## What is needed
Each line below containing the word "positive" needs to be shown.

## Supplied data
>>>>>

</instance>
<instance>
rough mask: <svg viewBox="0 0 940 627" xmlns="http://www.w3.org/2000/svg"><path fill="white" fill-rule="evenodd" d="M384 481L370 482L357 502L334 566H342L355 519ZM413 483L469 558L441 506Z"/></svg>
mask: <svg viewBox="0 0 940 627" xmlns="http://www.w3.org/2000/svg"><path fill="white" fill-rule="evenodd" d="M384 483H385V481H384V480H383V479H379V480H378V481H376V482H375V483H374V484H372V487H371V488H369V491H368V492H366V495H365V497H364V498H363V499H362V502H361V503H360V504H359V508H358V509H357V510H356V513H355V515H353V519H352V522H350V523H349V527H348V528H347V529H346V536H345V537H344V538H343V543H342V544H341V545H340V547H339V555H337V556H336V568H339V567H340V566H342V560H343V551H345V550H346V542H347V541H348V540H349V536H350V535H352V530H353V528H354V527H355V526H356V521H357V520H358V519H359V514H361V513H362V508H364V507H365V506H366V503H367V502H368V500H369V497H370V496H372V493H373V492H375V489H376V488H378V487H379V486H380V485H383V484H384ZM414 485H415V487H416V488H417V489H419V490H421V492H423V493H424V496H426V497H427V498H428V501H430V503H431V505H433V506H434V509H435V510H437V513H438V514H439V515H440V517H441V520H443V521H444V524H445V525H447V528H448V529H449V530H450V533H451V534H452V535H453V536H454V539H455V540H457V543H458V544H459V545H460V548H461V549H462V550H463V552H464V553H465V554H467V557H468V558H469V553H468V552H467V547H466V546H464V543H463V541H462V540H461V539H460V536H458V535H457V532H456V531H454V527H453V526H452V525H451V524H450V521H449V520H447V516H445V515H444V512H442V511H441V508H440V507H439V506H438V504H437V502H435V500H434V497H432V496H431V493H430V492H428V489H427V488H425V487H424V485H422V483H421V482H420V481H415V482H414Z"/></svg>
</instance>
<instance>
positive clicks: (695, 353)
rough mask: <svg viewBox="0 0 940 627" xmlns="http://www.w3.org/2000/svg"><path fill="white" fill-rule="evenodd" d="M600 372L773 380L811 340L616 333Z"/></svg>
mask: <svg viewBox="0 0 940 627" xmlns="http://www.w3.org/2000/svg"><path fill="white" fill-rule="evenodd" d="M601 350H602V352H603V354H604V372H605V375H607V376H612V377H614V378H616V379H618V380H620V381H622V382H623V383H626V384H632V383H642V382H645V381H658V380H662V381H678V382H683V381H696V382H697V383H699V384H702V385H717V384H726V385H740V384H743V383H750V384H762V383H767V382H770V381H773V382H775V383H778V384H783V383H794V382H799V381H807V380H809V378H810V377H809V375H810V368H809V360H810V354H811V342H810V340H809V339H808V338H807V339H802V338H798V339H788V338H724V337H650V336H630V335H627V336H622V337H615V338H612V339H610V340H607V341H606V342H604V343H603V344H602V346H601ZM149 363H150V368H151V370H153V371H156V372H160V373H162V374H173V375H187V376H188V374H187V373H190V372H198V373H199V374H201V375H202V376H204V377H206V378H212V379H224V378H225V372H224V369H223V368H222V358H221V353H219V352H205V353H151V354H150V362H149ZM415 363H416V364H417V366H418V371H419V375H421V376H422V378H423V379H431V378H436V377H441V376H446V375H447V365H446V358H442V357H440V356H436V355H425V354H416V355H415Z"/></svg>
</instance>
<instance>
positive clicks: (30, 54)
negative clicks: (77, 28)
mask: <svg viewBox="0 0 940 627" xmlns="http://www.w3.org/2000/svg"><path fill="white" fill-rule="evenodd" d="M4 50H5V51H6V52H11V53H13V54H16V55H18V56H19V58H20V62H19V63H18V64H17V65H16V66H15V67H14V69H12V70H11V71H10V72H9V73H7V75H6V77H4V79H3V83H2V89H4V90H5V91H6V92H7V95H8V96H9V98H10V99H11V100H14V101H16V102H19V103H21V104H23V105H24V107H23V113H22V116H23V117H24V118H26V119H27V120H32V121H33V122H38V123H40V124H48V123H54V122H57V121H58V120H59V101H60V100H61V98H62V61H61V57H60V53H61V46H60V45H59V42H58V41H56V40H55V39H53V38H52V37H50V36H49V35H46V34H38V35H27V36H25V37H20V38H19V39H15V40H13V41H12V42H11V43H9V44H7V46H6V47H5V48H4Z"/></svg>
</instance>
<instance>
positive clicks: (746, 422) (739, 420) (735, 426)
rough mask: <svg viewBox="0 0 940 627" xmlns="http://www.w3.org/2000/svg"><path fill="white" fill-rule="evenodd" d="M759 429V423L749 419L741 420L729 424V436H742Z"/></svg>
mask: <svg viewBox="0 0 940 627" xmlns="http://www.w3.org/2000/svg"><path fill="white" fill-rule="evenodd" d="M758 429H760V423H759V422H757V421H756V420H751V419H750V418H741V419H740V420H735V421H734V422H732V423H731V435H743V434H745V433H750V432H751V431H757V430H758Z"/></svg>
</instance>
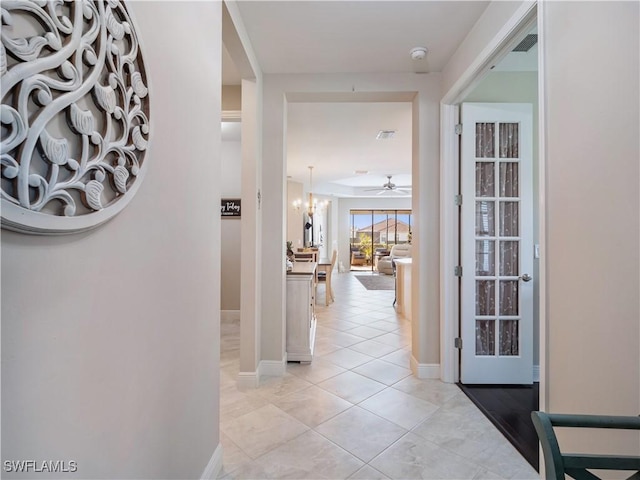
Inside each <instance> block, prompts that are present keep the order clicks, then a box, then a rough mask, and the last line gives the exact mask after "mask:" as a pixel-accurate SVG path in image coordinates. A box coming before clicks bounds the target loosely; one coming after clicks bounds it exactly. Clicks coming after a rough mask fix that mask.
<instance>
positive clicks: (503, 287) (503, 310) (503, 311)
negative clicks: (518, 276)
mask: <svg viewBox="0 0 640 480" xmlns="http://www.w3.org/2000/svg"><path fill="white" fill-rule="evenodd" d="M499 294H500V315H518V280H500V291H499Z"/></svg>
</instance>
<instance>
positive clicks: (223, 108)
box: [222, 85, 242, 112]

<<<<<

## Task solution
positive clicks: (695, 353)
positive clicks: (30, 54)
positive clicks: (746, 422) (739, 420) (735, 426)
positive clicks: (503, 287) (503, 310) (503, 311)
positive clicks: (223, 108)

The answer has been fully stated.